### PROBLEM DETAILS
Please retype each of the lines below exactly as they appear.

### EXERCISE MATERIALS
§

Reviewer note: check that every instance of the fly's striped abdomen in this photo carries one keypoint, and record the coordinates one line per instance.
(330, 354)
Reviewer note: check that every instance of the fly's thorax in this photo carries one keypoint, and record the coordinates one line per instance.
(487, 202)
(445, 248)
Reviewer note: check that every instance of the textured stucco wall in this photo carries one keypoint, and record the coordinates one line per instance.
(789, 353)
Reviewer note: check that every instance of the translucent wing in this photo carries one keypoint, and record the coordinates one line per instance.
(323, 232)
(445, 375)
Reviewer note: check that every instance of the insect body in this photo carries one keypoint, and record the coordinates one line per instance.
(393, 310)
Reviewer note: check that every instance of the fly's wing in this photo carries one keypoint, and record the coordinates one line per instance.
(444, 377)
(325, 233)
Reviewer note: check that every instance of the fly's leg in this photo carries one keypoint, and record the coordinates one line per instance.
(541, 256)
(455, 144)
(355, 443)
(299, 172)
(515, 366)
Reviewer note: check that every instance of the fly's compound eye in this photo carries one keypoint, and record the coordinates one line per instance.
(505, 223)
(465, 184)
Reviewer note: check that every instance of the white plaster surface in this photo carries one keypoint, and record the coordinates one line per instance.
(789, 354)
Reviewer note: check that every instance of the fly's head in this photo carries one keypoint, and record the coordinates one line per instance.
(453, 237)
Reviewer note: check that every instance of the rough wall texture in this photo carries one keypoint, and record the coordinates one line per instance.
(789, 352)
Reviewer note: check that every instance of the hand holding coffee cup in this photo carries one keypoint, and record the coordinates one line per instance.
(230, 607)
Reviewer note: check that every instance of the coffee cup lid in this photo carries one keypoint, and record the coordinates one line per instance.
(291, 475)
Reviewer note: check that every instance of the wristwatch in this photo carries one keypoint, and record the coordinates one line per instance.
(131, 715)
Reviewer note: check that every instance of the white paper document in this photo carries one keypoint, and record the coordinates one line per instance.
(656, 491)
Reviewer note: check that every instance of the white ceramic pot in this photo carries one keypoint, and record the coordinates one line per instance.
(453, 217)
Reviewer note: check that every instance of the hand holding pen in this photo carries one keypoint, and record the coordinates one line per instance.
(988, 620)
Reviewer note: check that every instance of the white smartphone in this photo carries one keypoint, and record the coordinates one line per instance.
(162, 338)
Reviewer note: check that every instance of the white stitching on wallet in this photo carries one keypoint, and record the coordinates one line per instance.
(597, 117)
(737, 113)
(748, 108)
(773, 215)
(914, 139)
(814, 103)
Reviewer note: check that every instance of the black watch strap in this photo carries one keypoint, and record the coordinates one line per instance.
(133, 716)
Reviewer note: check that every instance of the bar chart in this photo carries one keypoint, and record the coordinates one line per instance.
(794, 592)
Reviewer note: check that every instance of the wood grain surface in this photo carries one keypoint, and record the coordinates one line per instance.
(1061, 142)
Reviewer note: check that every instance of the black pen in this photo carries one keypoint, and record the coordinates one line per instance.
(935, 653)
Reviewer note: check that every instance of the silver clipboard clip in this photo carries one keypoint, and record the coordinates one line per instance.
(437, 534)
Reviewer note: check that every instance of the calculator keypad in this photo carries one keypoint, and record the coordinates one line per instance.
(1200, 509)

§

### RESPONSE TO THE EXERCISE
Reviewer note: check that every instance of the fly's striped abdomen in this photo carries one keypoint, and record the coordinates one line per instance.
(330, 354)
Reviewer note: check that every instance of the fly's thorax in this photo carries one keypoint, and record the coordinates one line per instance.
(487, 202)
(445, 248)
Reviewer note: check that every instance of the textured stucco wall in this photo carries one keypoint, and record the coordinates one line per instance.
(789, 353)
Reviewer note: check that every instance of the translucent wing in this photo carries one keypoint, and record the coordinates one line per instance.
(323, 232)
(445, 375)
Reviewer note: check that every instance of the insect body in this photo carries one keypoint, and record the coordinates one line per instance.
(393, 310)
Reviewer note: check that every instance of the fly's wing in this photo carries one keypoint, and record the coordinates one line per instance.
(444, 377)
(325, 233)
Reviewer note: check that every instance of the fly's leg in this photo carries one keypoint, and record the coordinates one line per instance.
(541, 256)
(455, 144)
(355, 443)
(299, 172)
(515, 366)
Reviewer note: check that every instance of the fly's compound eye in this photo carries one keypoint, and record the coordinates one line per instance.
(505, 223)
(465, 184)
Reviewer note: check that every instance of the white plaster surface in this photo carries one keypoint, and record the coordinates one line per instance.
(789, 354)
Reviewer note: check that every instance of the fly's head in this photo carries one keypoint, and record the coordinates one line per instance.
(453, 237)
Reviewer note: check that every instance of the rough wall texture in this photo carries one keypoint, and record the coordinates one line per instance.
(789, 352)
Reviewer note: check that every instance of the hand holding coffee cup in this photo carries one keypoint, and record the coordinates one line per instance.
(230, 607)
Reviewer note: check that every instance of the coffee cup lid in this photo carries one keypoint, and record the coordinates one line per instance.
(291, 475)
Reviewer note: check that every instance of the wristwatch in this photo carries one keypoint, and record the coordinates one line per instance.
(131, 715)
Reviewer note: check that every instance of the white paper document in this photo carries one keypoint, and record the coordinates one line per instance.
(656, 491)
Reviewer note: check that every instance of the white ceramic pot in this photo carries one keypoint, and record the coordinates one line per instance.
(453, 217)
Reviewer note: check that every instance of the hand holding pen in this photo carries one keypoint, and record the coordinates one line per instance.
(988, 620)
Reviewer note: check that every instance of the white smartphone in this photo carries one keypoint, and record the coordinates one line per instance.
(162, 338)
Reviewer note: check that every instance of the white stitching on wallet in this photo carries one keypoint, and record the coordinates one line per instance.
(597, 117)
(737, 113)
(748, 108)
(773, 215)
(914, 139)
(814, 103)
Reviewer note: check that every instance of the black watch strap in this photo carries one keypoint, and record the coordinates one line per instance.
(133, 716)
Reviewer note: check that every instance of the bar chart in this photo carries one keypoint, and record the coordinates one line per instance.
(794, 592)
Reviewer note: check that every instance of the wood grain surface in this photo carries one keypoint, and record the coordinates one line per instance.
(1061, 142)
Reviewer note: check that every instance of the black pen in this photo carries one keypoint, and record the coordinates one line per instance.
(935, 653)
Reviewer note: check that every instance of the silver clipboard clip in this photo carries one keypoint, and record the coordinates one line per instance.
(437, 534)
Reviewer note: check that every instance of the calculator keypad in this photo carries one keypoint, and record the coordinates one line per instance.
(1200, 509)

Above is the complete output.